• Directions for this task: In the lines below, starting with the line containing "Class: green leaf." and going on through the last line, swap "bounding boxes" for "rectangles". Give back only those lines, with everything else left as it is.
+===+
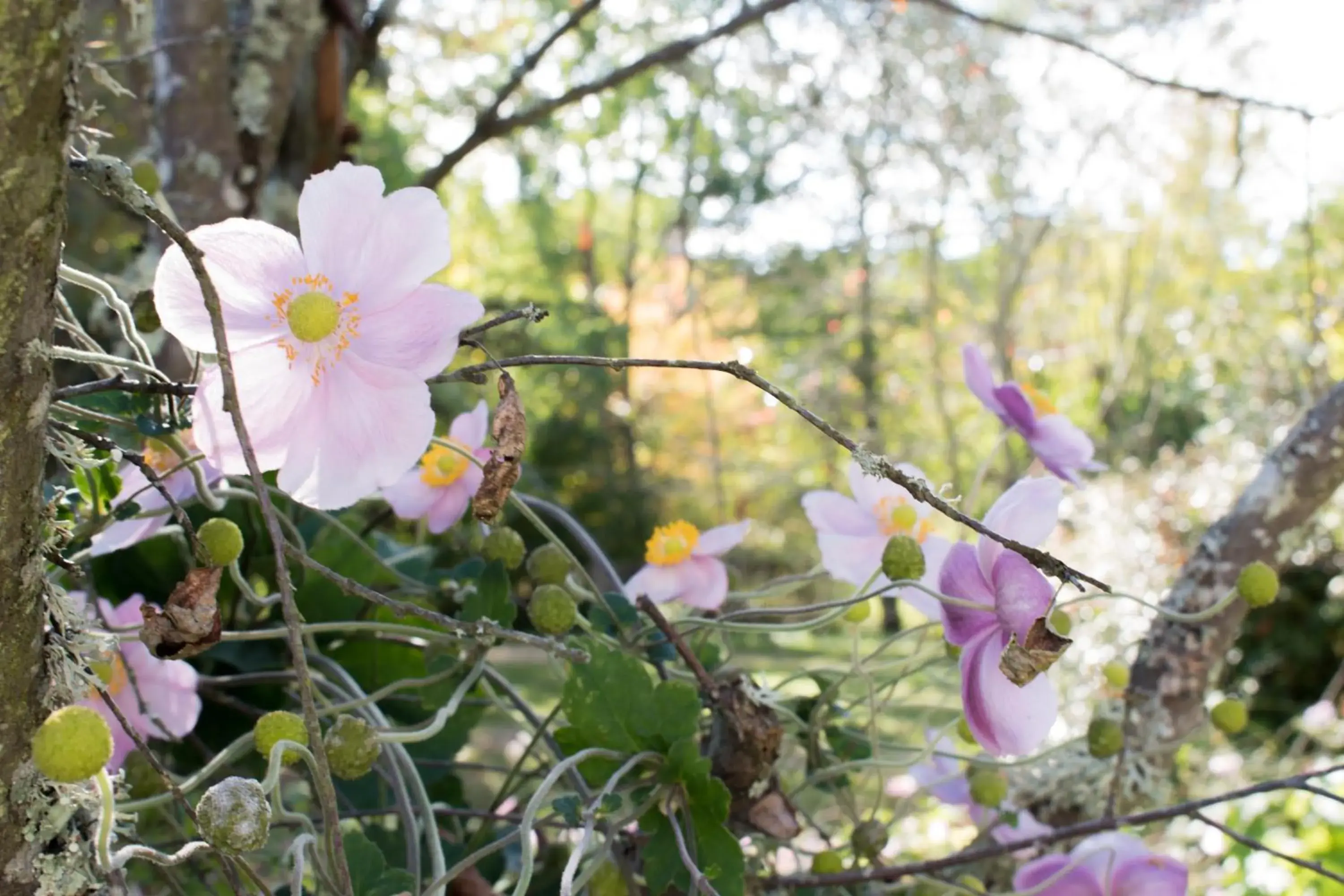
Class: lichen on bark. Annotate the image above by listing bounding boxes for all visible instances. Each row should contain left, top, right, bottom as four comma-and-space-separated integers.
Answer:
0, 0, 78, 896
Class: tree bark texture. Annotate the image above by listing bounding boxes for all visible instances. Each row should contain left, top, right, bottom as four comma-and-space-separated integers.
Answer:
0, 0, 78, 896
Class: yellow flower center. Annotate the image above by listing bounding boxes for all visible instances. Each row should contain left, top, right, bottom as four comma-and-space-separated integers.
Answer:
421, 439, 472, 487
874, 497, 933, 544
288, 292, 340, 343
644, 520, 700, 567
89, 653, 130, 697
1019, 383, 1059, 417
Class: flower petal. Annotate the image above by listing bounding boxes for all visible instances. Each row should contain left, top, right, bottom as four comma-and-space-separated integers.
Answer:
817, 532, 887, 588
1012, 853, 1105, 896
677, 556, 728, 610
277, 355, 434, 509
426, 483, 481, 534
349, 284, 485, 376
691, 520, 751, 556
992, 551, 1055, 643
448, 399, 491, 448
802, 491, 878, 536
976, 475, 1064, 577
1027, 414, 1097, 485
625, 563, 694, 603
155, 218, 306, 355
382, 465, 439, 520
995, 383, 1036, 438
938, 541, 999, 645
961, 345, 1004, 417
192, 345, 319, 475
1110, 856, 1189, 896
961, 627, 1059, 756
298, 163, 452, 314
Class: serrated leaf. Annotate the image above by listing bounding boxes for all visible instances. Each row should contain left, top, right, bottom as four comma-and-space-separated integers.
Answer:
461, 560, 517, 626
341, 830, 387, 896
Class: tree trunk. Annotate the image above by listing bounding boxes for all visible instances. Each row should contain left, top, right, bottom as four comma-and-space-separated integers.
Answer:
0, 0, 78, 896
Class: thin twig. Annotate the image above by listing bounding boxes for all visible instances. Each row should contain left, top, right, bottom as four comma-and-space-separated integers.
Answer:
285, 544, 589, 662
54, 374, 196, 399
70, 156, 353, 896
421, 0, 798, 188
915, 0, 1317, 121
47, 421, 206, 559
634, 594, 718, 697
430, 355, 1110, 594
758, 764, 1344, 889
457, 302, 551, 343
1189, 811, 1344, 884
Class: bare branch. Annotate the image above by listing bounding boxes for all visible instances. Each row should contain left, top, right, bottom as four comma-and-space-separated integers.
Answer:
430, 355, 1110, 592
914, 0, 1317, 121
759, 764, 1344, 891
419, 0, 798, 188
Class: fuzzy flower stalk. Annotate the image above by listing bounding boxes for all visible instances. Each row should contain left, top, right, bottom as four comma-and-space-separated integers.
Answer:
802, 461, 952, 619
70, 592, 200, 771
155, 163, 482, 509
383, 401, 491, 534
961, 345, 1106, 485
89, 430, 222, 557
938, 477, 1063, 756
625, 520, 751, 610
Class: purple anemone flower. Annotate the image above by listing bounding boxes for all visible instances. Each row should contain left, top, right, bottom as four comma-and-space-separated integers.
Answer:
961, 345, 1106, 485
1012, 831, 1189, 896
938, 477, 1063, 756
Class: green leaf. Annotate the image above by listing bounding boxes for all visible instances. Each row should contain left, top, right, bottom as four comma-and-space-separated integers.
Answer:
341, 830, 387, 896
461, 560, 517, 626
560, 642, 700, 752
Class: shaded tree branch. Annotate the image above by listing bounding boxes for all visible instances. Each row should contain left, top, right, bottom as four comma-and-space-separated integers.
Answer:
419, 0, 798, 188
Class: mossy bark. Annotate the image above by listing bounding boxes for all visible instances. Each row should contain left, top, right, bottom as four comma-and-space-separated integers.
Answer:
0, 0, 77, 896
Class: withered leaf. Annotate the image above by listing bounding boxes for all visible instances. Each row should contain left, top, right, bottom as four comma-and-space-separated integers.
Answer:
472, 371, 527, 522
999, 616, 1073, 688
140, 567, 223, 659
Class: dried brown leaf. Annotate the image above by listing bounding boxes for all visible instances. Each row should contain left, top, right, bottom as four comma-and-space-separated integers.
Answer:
+===+
• Reply:
Class: green leaf. Annotate the image above by listing rectangles for all visible instances. Each row should contain left, top, right, bottom as four comma-and-space-separated integers.
Answer:
341, 830, 387, 896
461, 560, 517, 626
560, 642, 700, 752
Class: shaded tree branch. Annotate the image above by listing rectangles for all visible instances. Each row should contain left, top, right, bottom as four comma-and-space-separated integers.
Answer:
419, 0, 798, 188
Class: mossy bark. Annotate the image above by listing rectangles for all visible instances. Each row should contain left, top, right, bottom as four comma-and-space-separated integers.
Answer:
0, 0, 77, 896
Class: withered leaf. Annotate the image above by listing rectangles for all visible instances. Each row should contain left, top, right, bottom as four comma-and-space-separated integers.
Answer:
472, 371, 527, 522
999, 616, 1073, 688
140, 567, 223, 659
Class: dried brown leaf. Annotate the image above by listing rectangles for all visible instances. Each row should contain left, top, right, bottom as four comma-and-space-separated integers.
Answer:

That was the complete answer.